%%
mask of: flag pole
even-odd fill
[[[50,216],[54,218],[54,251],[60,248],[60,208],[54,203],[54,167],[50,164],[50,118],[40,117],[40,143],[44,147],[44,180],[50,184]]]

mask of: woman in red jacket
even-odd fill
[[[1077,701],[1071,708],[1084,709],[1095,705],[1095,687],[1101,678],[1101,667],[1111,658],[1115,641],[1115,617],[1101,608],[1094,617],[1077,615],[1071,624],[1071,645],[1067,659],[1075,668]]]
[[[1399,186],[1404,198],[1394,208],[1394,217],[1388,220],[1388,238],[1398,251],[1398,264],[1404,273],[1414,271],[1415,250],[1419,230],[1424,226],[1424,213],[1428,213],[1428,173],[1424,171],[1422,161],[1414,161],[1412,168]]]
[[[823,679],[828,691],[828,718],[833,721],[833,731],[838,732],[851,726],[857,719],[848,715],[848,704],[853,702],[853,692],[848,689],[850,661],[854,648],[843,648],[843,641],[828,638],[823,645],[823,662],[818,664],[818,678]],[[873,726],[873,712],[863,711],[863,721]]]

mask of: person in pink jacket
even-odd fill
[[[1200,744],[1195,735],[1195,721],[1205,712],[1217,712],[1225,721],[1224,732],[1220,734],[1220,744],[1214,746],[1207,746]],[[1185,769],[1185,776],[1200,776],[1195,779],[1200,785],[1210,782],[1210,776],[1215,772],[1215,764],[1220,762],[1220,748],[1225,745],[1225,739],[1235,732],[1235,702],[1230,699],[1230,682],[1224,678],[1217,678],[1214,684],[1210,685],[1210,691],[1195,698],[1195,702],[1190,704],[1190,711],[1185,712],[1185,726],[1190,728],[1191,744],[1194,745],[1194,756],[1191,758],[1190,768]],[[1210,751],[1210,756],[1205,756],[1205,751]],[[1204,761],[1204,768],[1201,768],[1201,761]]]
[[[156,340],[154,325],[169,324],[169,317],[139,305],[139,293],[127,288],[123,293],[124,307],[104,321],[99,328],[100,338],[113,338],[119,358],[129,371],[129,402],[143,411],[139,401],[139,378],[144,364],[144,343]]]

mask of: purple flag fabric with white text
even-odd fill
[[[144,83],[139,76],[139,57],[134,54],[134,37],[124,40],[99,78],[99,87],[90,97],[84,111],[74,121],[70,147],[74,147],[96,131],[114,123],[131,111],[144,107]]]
%%
Given request => Copy the items again, replacing every "jacket" with "coat" and leaving everything else unchanged.

Finished exercise =>
mask of: flag pole
even-odd fill
[[[50,216],[54,218],[54,251],[60,248],[60,208],[54,203],[54,167],[50,164],[50,118],[40,117],[40,143],[44,147],[44,180],[50,184]]]

mask of: woman in red coat
even-odd fill
[[[1077,701],[1071,708],[1084,709],[1095,705],[1095,687],[1101,678],[1101,667],[1111,658],[1115,641],[1115,617],[1101,608],[1094,617],[1077,615],[1071,624],[1071,645],[1067,659],[1075,668]]]
[[[1399,186],[1404,198],[1394,208],[1394,217],[1388,220],[1388,238],[1398,251],[1398,264],[1404,273],[1414,271],[1415,250],[1419,230],[1424,226],[1424,213],[1428,213],[1428,173],[1424,171],[1422,161],[1414,161],[1412,168]]]
[[[823,679],[828,691],[828,718],[833,721],[833,731],[838,732],[851,726],[857,719],[848,715],[848,704],[853,702],[853,692],[848,689],[850,661],[854,648],[843,648],[843,641],[828,638],[823,645],[823,662],[818,664],[818,678]],[[873,726],[873,712],[863,711],[863,721]]]

mask of: person in pink coat
even-odd fill
[[[1200,744],[1195,735],[1195,721],[1205,712],[1217,712],[1225,721],[1224,732],[1220,734],[1220,744],[1214,746],[1207,746]],[[1185,769],[1185,776],[1200,776],[1195,779],[1200,785],[1210,782],[1210,776],[1215,772],[1215,764],[1220,762],[1220,748],[1225,745],[1225,739],[1235,732],[1235,702],[1230,699],[1230,682],[1224,678],[1217,678],[1214,684],[1210,685],[1210,691],[1195,698],[1195,702],[1190,704],[1190,711],[1185,712],[1185,726],[1190,728],[1191,744],[1194,745],[1194,756],[1191,758],[1190,768]],[[1210,751],[1210,756],[1205,756],[1205,751]],[[1204,761],[1204,768],[1201,768],[1201,761]]]
[[[156,340],[154,325],[169,324],[169,317],[139,305],[139,293],[127,288],[123,293],[124,307],[104,321],[99,328],[100,338],[113,338],[119,358],[129,371],[129,402],[143,411],[139,401],[139,378],[144,364],[144,343]]]

mask of: purple flag fabric with white text
even-odd fill
[[[144,83],[139,76],[139,57],[134,54],[134,37],[124,40],[99,78],[99,87],[90,97],[84,111],[74,121],[70,147],[74,147],[96,131],[114,123],[131,111],[144,107]]]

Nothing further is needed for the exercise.